▶ _Exercise set_
**1)** From the forum post about an unemployed husband, list every month mentioned in the body of the post, along with any year given with it, in the order they appear. Leave out the date in the header.
**2)** Answer these questions using the forum post about an unemployed husband:
(a) Since when has the husband been receiving unemployment benefits?
(b) How old is the couple's son?
(c) What is the smallest number of credits per semester the writer ever took while in school?
**3)** Write out the part of the forum post about an unemployed husband that starts at "My husband has" and ends at "our own utilities.".

-- begin Source text --

# Unemployed husband... stressed wife...



## Duvidas (Oct 20, 2010)

I must understand what is happening around me. I need advice on how to act (if I should act). 
My husband has been out of work since May of 2008. He has been receiving unemployment benefits since then. He went back to college and in December, he will have his Associates degree. He is planning to go to school for another 2 years to get his BA. 
In the meanwhile, I had been going to school since September of 2007 (to get my BA). I graduated this past May. While I was in school, I cleaned houses, and ever since I graduated, I have not been able to find a job in my field, so I am still cleaning houses. 
We have a five-year-old son who has just started kindergarten. 
We leave in an apartment at my mother-in-law’s house. We do not pay rent. We pay for our own utilities.
When I was in school, I never took less than 15 credits/semester. I took winter and summer classes; I cleaned houses in between classes, and worked weekends if there were jobs for me to do.

-- end Source text --
-- begin Extracted data --

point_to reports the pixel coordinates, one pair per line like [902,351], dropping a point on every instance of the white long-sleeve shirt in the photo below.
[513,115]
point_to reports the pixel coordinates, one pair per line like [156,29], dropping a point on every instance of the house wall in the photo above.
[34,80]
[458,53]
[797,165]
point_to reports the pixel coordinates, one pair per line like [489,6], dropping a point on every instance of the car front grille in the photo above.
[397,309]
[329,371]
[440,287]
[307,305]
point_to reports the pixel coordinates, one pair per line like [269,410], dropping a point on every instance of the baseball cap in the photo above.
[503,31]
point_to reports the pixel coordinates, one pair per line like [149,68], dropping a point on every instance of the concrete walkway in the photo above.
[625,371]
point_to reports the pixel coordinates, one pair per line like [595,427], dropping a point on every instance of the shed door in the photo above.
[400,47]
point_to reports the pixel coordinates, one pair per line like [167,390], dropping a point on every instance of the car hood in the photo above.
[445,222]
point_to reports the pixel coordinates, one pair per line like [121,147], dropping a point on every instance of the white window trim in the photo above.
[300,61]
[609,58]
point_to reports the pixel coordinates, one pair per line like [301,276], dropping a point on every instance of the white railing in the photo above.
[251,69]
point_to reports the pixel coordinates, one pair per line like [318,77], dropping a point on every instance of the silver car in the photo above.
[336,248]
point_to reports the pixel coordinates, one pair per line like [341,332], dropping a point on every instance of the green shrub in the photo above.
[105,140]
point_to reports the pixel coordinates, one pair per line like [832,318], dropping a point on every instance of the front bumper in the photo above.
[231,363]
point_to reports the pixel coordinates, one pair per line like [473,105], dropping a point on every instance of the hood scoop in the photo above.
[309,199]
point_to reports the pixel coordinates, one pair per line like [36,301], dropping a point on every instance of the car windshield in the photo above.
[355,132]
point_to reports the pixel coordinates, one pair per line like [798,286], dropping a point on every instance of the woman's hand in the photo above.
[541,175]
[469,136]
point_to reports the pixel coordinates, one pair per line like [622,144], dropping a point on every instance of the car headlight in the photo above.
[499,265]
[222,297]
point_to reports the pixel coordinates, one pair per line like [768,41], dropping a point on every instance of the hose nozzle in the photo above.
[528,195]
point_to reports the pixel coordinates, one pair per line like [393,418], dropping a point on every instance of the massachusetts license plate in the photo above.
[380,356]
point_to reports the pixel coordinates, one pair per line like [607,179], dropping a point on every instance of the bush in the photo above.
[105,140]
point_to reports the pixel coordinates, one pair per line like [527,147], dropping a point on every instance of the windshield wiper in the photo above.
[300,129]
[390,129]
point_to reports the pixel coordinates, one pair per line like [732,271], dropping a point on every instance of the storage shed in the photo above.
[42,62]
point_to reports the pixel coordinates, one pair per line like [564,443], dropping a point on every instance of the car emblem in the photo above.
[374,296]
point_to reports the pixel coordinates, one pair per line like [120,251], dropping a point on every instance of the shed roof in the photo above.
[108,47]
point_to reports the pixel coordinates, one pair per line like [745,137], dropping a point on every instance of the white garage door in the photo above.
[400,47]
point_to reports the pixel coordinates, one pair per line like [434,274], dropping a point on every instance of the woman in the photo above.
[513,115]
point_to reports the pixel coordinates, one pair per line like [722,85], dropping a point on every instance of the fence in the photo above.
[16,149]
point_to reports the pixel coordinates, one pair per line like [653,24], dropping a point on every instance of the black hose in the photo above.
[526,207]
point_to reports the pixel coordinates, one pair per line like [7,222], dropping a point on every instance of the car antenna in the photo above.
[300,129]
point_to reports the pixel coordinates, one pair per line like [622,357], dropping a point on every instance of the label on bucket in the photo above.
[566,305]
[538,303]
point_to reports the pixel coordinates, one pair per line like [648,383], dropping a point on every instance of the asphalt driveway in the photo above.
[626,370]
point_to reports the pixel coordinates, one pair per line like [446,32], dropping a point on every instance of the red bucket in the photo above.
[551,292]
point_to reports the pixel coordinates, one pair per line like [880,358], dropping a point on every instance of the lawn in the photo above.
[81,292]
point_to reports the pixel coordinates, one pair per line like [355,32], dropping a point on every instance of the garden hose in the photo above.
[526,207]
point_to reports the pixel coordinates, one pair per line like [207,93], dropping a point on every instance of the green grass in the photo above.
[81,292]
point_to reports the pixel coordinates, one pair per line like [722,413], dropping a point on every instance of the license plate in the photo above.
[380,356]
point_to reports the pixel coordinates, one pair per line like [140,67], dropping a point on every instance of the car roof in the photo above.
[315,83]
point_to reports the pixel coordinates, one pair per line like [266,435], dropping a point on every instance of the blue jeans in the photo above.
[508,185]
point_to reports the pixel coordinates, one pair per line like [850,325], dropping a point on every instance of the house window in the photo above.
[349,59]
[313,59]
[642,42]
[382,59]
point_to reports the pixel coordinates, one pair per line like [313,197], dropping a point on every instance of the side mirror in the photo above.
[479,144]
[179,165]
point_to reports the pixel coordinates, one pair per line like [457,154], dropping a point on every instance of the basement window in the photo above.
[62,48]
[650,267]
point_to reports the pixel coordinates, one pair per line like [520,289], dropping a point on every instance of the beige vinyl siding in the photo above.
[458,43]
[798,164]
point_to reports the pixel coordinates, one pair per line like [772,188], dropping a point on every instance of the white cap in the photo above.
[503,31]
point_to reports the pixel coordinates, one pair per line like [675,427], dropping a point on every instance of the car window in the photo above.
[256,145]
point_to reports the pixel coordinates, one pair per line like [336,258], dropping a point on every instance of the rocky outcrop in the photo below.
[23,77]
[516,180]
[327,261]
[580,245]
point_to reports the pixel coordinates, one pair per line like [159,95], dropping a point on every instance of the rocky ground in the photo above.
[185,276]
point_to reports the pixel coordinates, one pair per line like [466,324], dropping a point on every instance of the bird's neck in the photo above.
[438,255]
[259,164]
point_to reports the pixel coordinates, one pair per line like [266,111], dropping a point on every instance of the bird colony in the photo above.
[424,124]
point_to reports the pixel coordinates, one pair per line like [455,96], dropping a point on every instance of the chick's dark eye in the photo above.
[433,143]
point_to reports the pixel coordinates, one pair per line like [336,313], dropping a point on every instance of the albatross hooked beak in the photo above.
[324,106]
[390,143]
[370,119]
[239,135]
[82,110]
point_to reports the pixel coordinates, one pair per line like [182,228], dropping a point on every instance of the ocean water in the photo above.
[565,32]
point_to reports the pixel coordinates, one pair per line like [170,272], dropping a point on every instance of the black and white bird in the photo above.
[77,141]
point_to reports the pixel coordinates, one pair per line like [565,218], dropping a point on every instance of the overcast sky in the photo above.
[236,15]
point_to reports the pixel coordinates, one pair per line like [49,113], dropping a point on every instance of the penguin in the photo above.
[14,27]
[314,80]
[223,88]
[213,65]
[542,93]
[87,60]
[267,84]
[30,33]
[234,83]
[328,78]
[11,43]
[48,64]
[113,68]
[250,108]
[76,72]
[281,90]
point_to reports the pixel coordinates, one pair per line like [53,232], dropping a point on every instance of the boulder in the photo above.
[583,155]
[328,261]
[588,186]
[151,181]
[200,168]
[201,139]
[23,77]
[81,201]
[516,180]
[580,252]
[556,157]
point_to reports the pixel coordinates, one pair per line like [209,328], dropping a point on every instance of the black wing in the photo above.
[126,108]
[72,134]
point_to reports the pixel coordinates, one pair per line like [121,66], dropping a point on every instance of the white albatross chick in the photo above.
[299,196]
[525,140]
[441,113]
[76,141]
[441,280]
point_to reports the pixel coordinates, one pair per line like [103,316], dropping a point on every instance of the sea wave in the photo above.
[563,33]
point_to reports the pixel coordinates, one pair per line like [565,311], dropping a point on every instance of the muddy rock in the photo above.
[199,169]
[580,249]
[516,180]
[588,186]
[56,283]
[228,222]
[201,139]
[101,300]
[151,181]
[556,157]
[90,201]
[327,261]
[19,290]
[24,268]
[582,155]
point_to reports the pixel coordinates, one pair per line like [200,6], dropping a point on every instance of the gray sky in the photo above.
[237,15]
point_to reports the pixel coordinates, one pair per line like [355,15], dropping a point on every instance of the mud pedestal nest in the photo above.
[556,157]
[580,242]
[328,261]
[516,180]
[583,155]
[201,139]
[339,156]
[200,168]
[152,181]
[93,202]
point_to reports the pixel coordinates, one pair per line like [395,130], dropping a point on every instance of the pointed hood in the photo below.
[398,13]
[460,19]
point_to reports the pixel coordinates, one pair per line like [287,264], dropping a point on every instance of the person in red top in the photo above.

-- end Extracted data --

▶ _Task solutions_
**1)** May of 2008; December; September of 2007; this past May

**2)**
(a) Since May of 2008.
(b) Five years old.
(c) 15 credits.

**3)**
My husband has been out of work since May of 2008. He has been receiving unemployment benefits since then. He went back to college and in December, he will have his Associates degree. He is planning to go to school for another 2 years to get his BA. 
In the meanwhile, I had been going to school since September of 2007 (to get my BA). I graduated this past May. While I was in school, I cleaned houses, and ever since I graduated, I have not been able to find a job in my field, so I am still cleaning houses. 
We have a five-year-old son who has just started kindergarten. 
We leave in an apartment at my mother-in-law’s house. We do not pay rent. We pay for our own utilities.